--- START OF SOURCE DOCUMENT ---
Random Forest¶

Random Forest is an ensemble method that combines multiple decision trees using bootstrap aggregating (bagging) and random feature selection. It reduces overfitting and improves generalization compared to a single decision tree.

RandomForest Class¶

class lostml.tree.random_forest.RandomForest(n_estimators=100, max_depth=None, min_samples_split=2, min_samples_leaf=1, max_features='sqrt', criterion='gini', bootstrap=True, random_state=None)[source]¶

Bases: object

Random Forest for classification and regression.

An ensemble method that combines multiple decision trees using: - Bootstrap aggregating (bagging): Each tree trains on random subset of data - Random feature selection: Each split considers random subset of features

Parameters:

n_estimators (int, default=100) – Number of trees in the forest.
max_depth (int, default=None) – Maximum depth of each tree. If None, trees grow until all leaves are pure.
min_samples_split (int, default=2) – Minimum number of samples required to split a node in each tree.
min_samples_leaf (int, default=1) – Minimum number of samples required in a leaf node in each tree.
max_features (int, float, str, or None, default='sqrt') – Number of features to consider when looking for the best split: - If int, then consider max_features features at each split. - If float, then max_features is a fraction and int(max_features * n_features) features are considered. - If ‘sqrt’, then max_features = sqrt(n_features). - If ‘log2’, then max_features = log2(n_features). - If None, then max_features = n_features.
criterion (str, default='gini') – Splitting criterion. ‘gini’ for classification, ‘mse’ for regression.
bootstrap (bool, default=True) – Whether to use bootstrap sampling when building trees.
random_state (int or None, default=None) – Random seed for reproducibility.

__init__(n_estimators=100, max_depth=None, min_samples_split=2, min_samples_leaf=1, max_features='sqrt', criterion='gini', bootstrap=True, random_state=None)[source]¶

fit(X, y)[source]¶

Build a forest of trees from training data.

Parameters:

X (array-like of shape (n_samples, n_features)) – Training data
y (array-like of shape (n_samples,)) – Target values

predict(X)[source]¶

Predict target values for samples in X.

Parameters:: X (array-like of shape (n_samples, n_features)) – Test samples
Returns:: Predicted values
Return type:: ndarray of shape (n_samples,)

predict_proba(X)[source]¶

Predict class probabilities for classification.

Only available for classification (criterion=’gini’).

Parameters:: X (array-like of shape (n_samples, n_features)) – Test samples
Returns:: Class probabilities
Return type:: ndarray of shape (n_samples, n_classes)

Parameters¶

n_estimators: Number of trees in the forest (default: 100)
max_depth: Maximum depth of each tree. If None, trees grow until all leaves are pure (default: None)
min_samples_split: Minimum number of samples required to split a node in each tree (default: 2)
min_samples_leaf: Minimum number of samples required in a leaf node in each tree (default: 1)
--- END OF SOURCE DOCUMENT ---
» **YOUR TASKS**:
[1] According to the Random Forest documentation, how does the method improve on a single decision tree, and what does that improvement achieve?
[2] Can you extend the Random Forest documentation, picking up right after its final line?
--- START OF DATA EXCERPT ---
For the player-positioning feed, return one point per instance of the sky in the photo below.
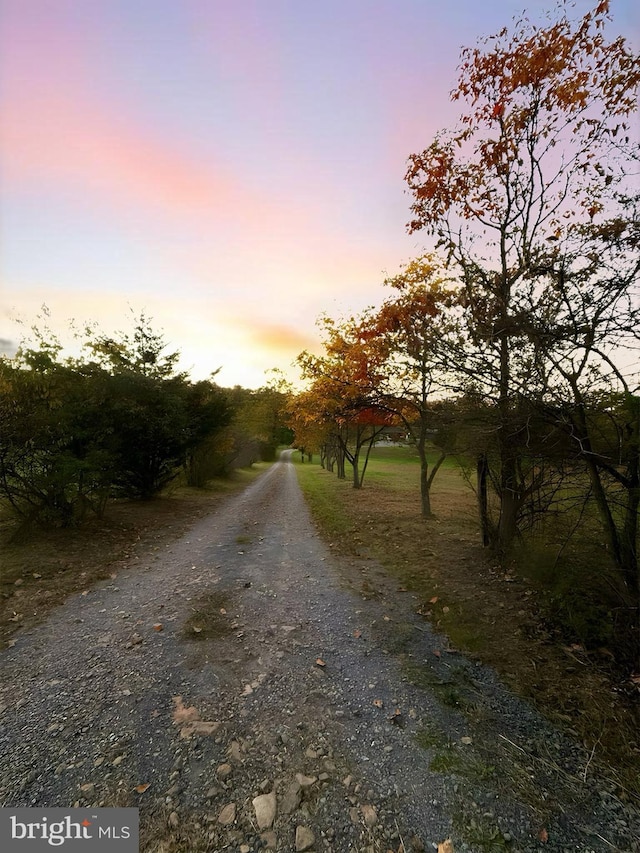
(231, 168)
--- END OF DATA EXCERPT ---
» **THE RESULTS**:
[1] It combines many decision trees through bootstrap aggregating (bagging) and random feature selection. With bagging, each tree trains on a random subset of the data, and with random feature selection, each split considers a random subset of features. This reduces overfitting and improves generalization compared to a single decision tree.

[2]
max_features: Number of features to consider when looking for the best split (default: ‘sqrt’) - 'sqrt': sqrt(n_features) features - 'log2': log2(n_features) features - None: All features - int: Exact number of features - float: Fraction of features (e.g., 0.5 = 50% of features)
criterion: Splitting criterion - 'gini': Gini impurity for classification - 'mse': Mean squared error (variance) for regression
bootstrap: Whether to use bootstrap sampling when building trees (default: True)
random_state: Random seed for reproducibility (default: None)

Examples¶

Classification¶

from lostml.tree import RandomForest
import numpy as np

X = np.array([[1, 2], [2, 3], [3, 4], [5, 6], [6, 7], [7, 8]])
y = np.array([0, 0, 0, 1, 1, 1])

rf = RandomForest(n_estimators=100, criterion='gini', random_state=42)
rf.fit(X, y)
predictions = rf.predict(X)

# Get class probabilities
probabilities = rf.predict_proba(X)

Regression¶

from lostml.tree import RandomForest
import numpy as np

X = np.array([[1], [2], [3], [5], [6], [7]])
y = np.array([2, 4, 6, 10, 12, 14])

rf = RandomForest(n_estimators=100, criterion='mse', random_state=42)
rf.fit(X, y)
predictions = rf.predict(X)

Customizing the Forest¶

# Control tree complexity and feature selection
rf = RandomForest(
    n_estimators=200,        # More trees = better but slower
    max_depth=10,            # Limit depth of each tree
    max_features='sqrt',     # Use sqrt(n_features) at each split
    min_samples_split=5,    # Require more samples to split
    min_samples_leaf=2,     # Ensure leaves have enough samples
    bootstrap=True,          # Use bootstrap sampling
    random_state=42          # For reproducibility
)

How It Works¶

Bootstrap Sampling: Each tree is trained on a random subset of data (with replacement)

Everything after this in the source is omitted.